> _Assignment_
Copy out each line below that has the word "rock" in it.

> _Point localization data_
+ + + +

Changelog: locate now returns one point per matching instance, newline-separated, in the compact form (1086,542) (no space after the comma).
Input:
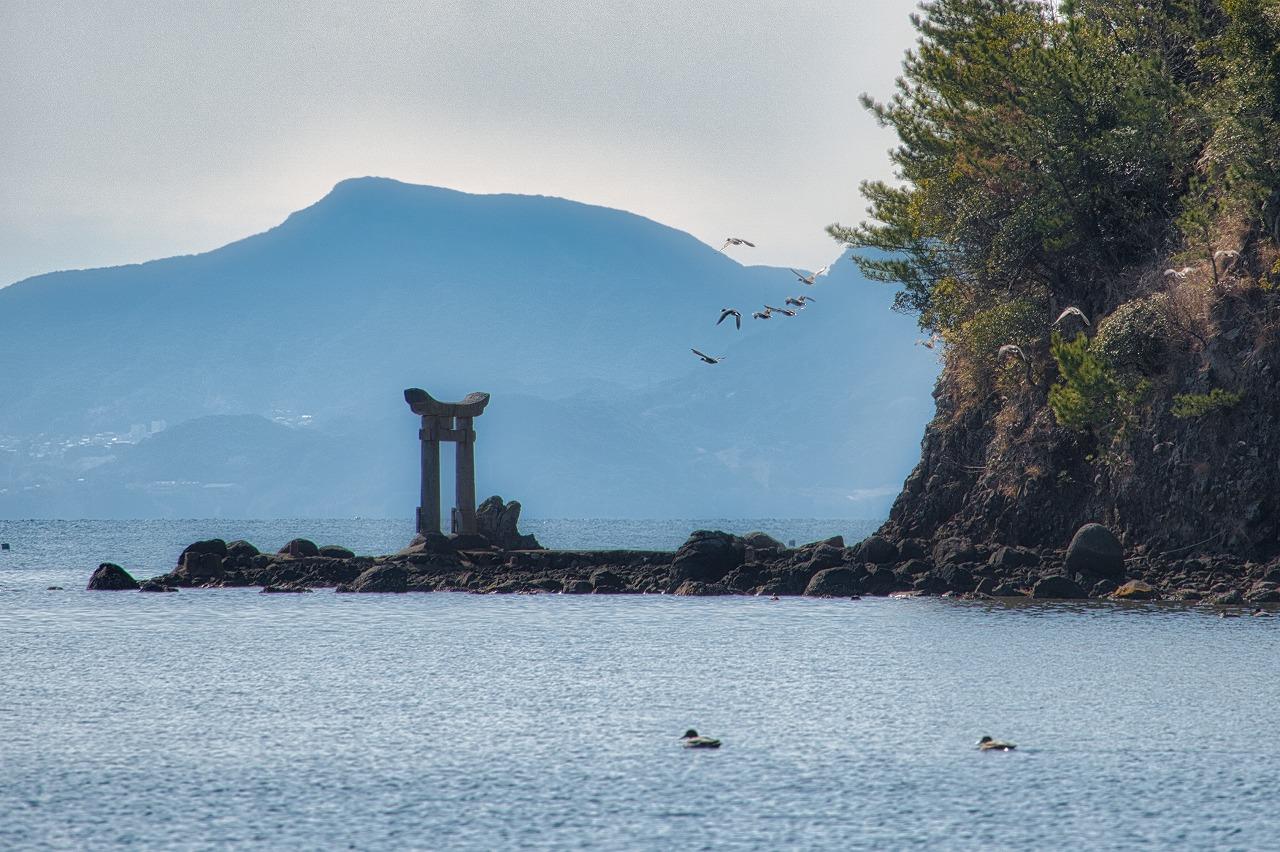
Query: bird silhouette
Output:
(730,312)
(813,276)
(1072,311)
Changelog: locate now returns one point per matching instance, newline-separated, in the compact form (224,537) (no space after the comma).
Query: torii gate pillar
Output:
(447,422)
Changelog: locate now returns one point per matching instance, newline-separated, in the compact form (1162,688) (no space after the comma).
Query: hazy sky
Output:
(131,131)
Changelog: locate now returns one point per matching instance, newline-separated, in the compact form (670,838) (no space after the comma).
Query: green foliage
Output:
(1037,149)
(1087,393)
(1134,338)
(1201,404)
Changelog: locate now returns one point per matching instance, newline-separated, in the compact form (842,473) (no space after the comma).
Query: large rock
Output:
(1136,590)
(215,546)
(200,567)
(708,557)
(112,577)
(877,550)
(382,578)
(498,522)
(954,552)
(1095,550)
(300,548)
(832,582)
(1057,587)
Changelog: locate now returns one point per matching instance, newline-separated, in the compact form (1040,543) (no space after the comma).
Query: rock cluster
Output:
(718,563)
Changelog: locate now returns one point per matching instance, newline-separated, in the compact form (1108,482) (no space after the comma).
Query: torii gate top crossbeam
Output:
(423,403)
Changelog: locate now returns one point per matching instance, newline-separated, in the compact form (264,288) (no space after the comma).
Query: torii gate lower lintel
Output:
(446,421)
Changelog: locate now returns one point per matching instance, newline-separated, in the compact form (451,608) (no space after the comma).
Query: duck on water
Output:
(691,740)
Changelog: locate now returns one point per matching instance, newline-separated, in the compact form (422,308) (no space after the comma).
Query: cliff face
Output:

+ + + +

> _Response to this task_
Query: large rock
Query: rock cluster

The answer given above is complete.